*GOAL*.
Reproduce the data below line for line, omitting the pictures, and raise each x and y value in the answer coordinates by 70 while leaving every other number unchanged.
## start
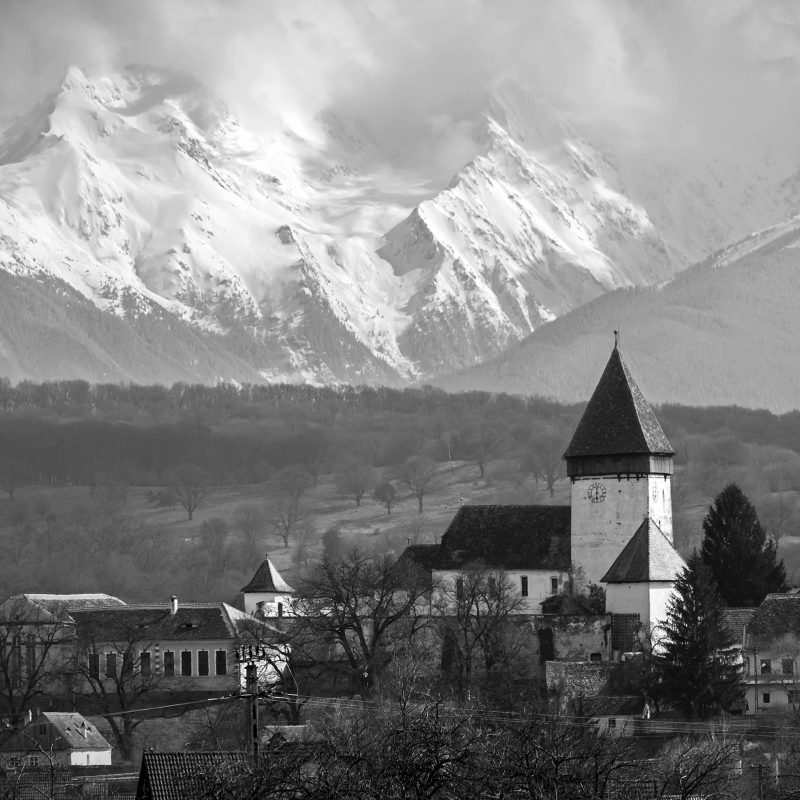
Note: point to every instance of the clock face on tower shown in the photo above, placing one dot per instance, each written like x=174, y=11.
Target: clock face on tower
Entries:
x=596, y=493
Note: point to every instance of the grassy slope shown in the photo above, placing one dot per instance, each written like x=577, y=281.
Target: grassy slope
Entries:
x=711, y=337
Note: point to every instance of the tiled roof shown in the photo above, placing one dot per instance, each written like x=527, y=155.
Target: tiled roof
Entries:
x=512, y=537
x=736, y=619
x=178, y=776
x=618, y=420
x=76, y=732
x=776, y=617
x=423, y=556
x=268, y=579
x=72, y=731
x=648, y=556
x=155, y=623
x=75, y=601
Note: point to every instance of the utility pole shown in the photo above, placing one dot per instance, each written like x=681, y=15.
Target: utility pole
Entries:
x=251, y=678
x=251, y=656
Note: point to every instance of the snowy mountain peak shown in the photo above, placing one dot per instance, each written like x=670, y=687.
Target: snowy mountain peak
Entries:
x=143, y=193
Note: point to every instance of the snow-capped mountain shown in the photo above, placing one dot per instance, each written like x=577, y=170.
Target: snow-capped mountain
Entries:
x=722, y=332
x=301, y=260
## end
*CORRECT ANSWER*.
Note: point to every instance of the clock face on tower shown in the photo above, placing one dot per instance, each written like x=174, y=11.
Target: clock face on tower
Entries:
x=666, y=563
Note: point to every instance of the grassy slope shown in the photo above, placing one dot per instance, each written like x=577, y=281.
Target: grassy slope
Entries:
x=781, y=407
Note: point to every instance of the tiled roof shown in the photo above, placing one dot per instance, each written like x=527, y=155.
Target: tiled roof
Entries:
x=582, y=607
x=806, y=689
x=248, y=846
x=688, y=490
x=146, y=802
x=846, y=687
x=493, y=626
x=338, y=649
x=142, y=801
x=718, y=626
x=225, y=693
x=145, y=671
Note: point to every instance of the utility pole shown in the photo above, placing one dot per instance, each written like x=681, y=15.
Target: utility pole
Entries:
x=321, y=748
x=321, y=726
Note: point to every instance of the snowy mountain peak shown in the photo above, placing one dot per instance, each written like x=670, y=687.
Target: snowy mountain peak
Entries:
x=213, y=263
Note: point to every instance of the snow-capped mountain shown in the photo above, placing one dot per instance, each written like x=577, y=170.
Target: snow-capped mountain
Entries:
x=792, y=402
x=371, y=330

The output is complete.